*** EXTRACTED TEXT
When my daughter complains that she has a stomachache, the first words out of my mouth are always, “are you going to vomit?!”
I know no one likes dealing with a kid who is vomiting, but when I see someone else getting sick, I start gagging myself.
Most of the time however, her stomach hurts because she ate a bag of chips, too many sweets or even went overboard on fruit, despite my best efforts to teach her about portion control.
Tummy aches are a surprisingly common complaint for kids. According to a May 2016 study in the journal American Family Physician, about 9 percent of kids’ doctor visits are due to stomachaches.
Most of the time, they’re mild and short-lived but if your kid has tummy aches that seem severe or persist, checking in with your pediatrician is always a good idea.
An infection, food allergies or an intolerance, constipation, fatigue and even stress can cause tummy aches.
When it’s your run of the mill tummy ache however, there are some natural remedies that can help ease your kid’s discomfort.
1. Chamomile tea
My go-to remedy when my kids have tummy aches is a cup of decaffeinated chamomile tea, which is a well-known remedy for upset stomach.
Chamomile leaves are high in flavonoids, a type of plant pigment that is thought to be responsible for chamomile’s healing properties. Research suggests chamomile may reduce inflammation and help the muscles relax.
******
*** RECORDS SHOWN
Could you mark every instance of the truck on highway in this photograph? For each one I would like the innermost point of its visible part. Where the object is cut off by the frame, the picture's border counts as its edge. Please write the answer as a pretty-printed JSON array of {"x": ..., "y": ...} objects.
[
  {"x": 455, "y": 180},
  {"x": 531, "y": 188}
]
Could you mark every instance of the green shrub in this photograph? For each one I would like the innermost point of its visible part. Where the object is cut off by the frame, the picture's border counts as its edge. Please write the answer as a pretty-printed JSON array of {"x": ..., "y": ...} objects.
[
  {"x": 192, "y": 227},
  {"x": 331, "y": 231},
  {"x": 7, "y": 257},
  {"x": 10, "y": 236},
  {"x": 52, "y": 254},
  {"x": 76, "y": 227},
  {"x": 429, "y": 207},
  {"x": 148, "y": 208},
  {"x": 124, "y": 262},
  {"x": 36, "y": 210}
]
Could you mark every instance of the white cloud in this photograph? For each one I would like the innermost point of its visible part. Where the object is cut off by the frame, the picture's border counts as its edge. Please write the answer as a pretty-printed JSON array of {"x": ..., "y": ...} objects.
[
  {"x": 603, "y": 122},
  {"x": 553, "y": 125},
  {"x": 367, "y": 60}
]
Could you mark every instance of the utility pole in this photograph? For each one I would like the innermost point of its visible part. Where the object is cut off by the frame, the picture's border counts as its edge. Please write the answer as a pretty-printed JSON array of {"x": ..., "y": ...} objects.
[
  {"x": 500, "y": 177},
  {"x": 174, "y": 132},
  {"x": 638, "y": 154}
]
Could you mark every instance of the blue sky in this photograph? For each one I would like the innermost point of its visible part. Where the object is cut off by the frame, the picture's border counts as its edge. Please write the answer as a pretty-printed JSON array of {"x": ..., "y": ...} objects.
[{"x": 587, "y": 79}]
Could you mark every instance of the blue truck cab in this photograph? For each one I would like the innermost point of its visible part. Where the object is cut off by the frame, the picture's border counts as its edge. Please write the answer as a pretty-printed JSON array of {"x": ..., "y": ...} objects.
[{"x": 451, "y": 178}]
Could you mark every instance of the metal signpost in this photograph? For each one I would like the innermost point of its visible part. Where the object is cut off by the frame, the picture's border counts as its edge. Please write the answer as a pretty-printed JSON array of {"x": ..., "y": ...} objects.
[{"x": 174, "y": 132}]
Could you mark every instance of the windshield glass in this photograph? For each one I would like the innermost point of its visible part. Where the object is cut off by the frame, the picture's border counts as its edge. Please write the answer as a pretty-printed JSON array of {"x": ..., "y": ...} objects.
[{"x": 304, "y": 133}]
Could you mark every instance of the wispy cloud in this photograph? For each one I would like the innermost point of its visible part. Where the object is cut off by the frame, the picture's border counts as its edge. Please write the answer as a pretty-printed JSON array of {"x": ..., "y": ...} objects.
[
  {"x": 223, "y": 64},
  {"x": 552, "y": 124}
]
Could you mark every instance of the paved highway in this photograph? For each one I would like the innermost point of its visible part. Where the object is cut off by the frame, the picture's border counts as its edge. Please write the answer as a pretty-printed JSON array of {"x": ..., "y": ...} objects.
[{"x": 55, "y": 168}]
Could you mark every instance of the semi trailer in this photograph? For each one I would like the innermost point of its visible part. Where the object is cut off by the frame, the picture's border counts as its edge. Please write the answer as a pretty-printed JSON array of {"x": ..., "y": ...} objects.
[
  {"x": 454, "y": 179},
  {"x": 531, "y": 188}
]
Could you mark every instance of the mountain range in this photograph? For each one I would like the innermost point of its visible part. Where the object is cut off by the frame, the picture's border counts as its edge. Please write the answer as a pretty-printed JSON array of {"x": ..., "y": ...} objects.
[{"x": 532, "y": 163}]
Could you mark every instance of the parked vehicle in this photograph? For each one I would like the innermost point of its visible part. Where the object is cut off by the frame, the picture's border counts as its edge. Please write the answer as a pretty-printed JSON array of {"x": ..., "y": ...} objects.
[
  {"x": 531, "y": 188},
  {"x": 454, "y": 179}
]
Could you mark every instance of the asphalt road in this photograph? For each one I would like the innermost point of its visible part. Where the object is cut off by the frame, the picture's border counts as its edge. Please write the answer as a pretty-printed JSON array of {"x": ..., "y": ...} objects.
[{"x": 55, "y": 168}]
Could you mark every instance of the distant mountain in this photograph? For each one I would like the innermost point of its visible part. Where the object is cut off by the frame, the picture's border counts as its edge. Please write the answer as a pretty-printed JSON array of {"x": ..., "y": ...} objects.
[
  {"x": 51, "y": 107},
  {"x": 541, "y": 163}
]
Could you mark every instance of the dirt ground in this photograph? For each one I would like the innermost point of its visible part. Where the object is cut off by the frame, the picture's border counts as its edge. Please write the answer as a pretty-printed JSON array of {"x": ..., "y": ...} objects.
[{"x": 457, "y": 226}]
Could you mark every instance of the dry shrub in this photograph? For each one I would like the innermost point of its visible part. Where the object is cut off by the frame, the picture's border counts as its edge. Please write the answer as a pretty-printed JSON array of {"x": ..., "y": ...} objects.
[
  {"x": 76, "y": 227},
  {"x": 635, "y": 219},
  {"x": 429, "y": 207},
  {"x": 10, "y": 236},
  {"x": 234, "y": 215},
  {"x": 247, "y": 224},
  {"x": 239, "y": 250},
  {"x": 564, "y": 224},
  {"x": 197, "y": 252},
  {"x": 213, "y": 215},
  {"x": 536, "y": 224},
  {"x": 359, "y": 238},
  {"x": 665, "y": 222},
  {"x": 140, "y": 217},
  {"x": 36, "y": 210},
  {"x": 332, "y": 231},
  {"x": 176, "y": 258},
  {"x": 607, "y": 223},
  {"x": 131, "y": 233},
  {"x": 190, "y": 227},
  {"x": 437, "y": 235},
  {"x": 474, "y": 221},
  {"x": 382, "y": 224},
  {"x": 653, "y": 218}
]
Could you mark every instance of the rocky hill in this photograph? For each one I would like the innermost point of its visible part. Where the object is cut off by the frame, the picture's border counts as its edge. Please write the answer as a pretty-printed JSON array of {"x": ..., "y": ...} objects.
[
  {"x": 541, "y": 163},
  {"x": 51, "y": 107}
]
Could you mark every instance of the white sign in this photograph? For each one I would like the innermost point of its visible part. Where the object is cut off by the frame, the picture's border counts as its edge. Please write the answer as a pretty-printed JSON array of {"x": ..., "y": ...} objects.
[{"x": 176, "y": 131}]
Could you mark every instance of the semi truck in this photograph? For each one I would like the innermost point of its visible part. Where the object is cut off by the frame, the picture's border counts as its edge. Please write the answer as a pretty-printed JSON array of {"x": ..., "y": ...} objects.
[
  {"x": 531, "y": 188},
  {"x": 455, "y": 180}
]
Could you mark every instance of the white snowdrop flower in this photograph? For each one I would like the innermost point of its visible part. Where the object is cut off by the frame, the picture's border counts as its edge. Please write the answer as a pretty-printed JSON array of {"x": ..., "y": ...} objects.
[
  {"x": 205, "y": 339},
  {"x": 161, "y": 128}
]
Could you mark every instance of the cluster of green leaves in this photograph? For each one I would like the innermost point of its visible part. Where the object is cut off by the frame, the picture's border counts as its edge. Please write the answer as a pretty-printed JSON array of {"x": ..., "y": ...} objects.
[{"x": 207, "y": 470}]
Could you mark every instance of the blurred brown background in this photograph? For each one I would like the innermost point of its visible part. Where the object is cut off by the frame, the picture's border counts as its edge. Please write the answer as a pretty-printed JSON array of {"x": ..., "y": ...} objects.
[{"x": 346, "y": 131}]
******
• **REQUIRED WORK**:
**1)** In the text about kids' tummy aches, why might chamomile tea ease an upset stomach? Answer in one to three sentences.
**2)** Continue the text about kids' tummy aches from its last sentence.
The rows were taken from a different source than the text about kids' tummy aches.

• **ACTIVITY ANSWERS**:
**1)** Chamomile leaves are high in flavonoids, a plant pigment thought to give chamomile its healing properties. Research suggests chamomile may reduce inflammation and help the muscles relax.

**2)**
Infants and young children however, should never consume chamomile tea, because (like honey), it may be contaminated with botulism spores.
Ginger is another ancient remedy for tummy aches, nausea, and for pregnant women, morning sickness.
Studies suggest ginger’s effectiveness is due to its antioxidants, anti-inflammatory and anti-nausea properties. The oily resin from the roots of ginger contain bioactive compounds that are believed to help ease gastrointestinal (GI) distress.
If you decide to try ginger, ginger ale won’t cut it because it’s not made with real ginger root and is mostly sugar and high fructose corn syrup anyway.
Instead, try ginger tea, ginger beer (it’s non-alcoholic), or freshly grated ginger in a cup of warm water.
3. Heating pad
A heating pad (set on low) for about 20 minutes often does the trick when my kids have tummy aches. It helps relax the muscles in the abdomen and it can be soothing while your child is resting.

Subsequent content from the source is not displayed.